- [Texto fornecido]
Evandro Cruz, editor do Café e Analgésicos, repudia [4] o jornalismo praticado pelo programa:

Print do vídeo do Youtube do programa Brasil Urgente em que Paulo Sérgio aparece com o rosto ferido [5]

Print do vídeo do Youtube do programa Brasil Urgente em que Paulo Sérgio aparece com o rosto ferido

A imprensa é um dos órgãos mais poderosos que uma sociedade dispõe, um programa de televisão de grande audiência – como o Brasil Urgente o é – consegue formar a opinião sobre um caso em poucos minutos de uma matéria e é por isso que não se pode praticar jornalismo dessa forma: ao expôr ao ridiculo uma pessoa em rede televisiva, a imagem que fica é essa: “O garoto é ridiculo, um ladrão e provavelmente um estuprador” pronto, o garoto passa de ladrão reincidente para criatura hedionda, tem sua imagem destruída e a sua resposta não será ouvida por quase ninguém.

- [Registros fornecidos]
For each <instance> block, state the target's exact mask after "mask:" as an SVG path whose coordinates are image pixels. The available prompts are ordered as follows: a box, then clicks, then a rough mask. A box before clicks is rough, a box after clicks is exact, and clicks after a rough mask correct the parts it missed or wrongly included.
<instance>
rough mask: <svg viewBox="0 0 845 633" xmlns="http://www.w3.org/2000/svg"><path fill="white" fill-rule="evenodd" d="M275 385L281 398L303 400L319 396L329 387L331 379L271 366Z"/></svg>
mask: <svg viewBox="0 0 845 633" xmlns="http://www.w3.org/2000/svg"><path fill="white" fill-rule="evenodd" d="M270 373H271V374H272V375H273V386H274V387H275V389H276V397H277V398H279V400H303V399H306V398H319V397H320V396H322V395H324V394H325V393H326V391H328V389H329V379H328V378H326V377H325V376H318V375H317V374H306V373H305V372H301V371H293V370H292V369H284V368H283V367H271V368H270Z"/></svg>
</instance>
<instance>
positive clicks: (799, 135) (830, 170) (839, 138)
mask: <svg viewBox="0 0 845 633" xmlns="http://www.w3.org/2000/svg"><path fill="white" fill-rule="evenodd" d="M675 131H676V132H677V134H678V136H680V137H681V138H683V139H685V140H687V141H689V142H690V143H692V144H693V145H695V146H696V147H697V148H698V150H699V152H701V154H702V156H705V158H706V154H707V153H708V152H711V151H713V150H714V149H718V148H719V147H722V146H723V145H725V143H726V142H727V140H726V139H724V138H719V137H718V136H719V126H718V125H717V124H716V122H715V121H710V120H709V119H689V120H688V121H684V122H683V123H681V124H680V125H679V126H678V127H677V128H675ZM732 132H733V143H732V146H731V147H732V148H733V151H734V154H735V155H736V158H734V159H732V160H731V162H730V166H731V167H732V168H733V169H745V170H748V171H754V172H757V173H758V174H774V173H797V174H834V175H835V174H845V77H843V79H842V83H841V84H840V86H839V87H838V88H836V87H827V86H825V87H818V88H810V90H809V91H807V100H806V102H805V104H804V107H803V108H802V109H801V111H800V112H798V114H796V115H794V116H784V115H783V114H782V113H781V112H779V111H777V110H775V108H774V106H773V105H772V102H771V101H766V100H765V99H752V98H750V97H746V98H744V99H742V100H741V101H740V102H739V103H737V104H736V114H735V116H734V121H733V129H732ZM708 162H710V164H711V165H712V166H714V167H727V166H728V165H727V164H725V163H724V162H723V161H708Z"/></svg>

- [Como fazer] Copie do texto sobre o programa Brasil Urgente o trecho que começa em "Evandro Cruz, editor" e segue até "por quase ninguém.". Os registros formam um material à parte, independente do texto.

- [Solução]
Evandro Cruz, editor do Café e Analgésicos, repudia [4] o jornalismo praticado pelo programa:

Print do vídeo do Youtube do programa Brasil Urgente em que Paulo Sérgio aparece com o rosto ferido [5]

Print do vídeo do Youtube do programa Brasil Urgente em que Paulo Sérgio aparece com o rosto ferido

A imprensa é um dos órgãos mais poderosos que uma sociedade dispõe, um programa de televisão de grande audiência – como o Brasil Urgente o é – consegue formar a opinião sobre um caso em poucos minutos de uma matéria e é por isso que não se pode praticar jornalismo dessa forma: ao expôr ao ridiculo uma pessoa em rede televisiva, a imagem que fica é essa: “O garoto é ridiculo, um ladrão e provavelmente um estuprador” pronto, o garoto passa de ladrão reincidente para criatura hedionda, tem sua imagem destruída e a sua resposta não será ouvida por quase ninguém.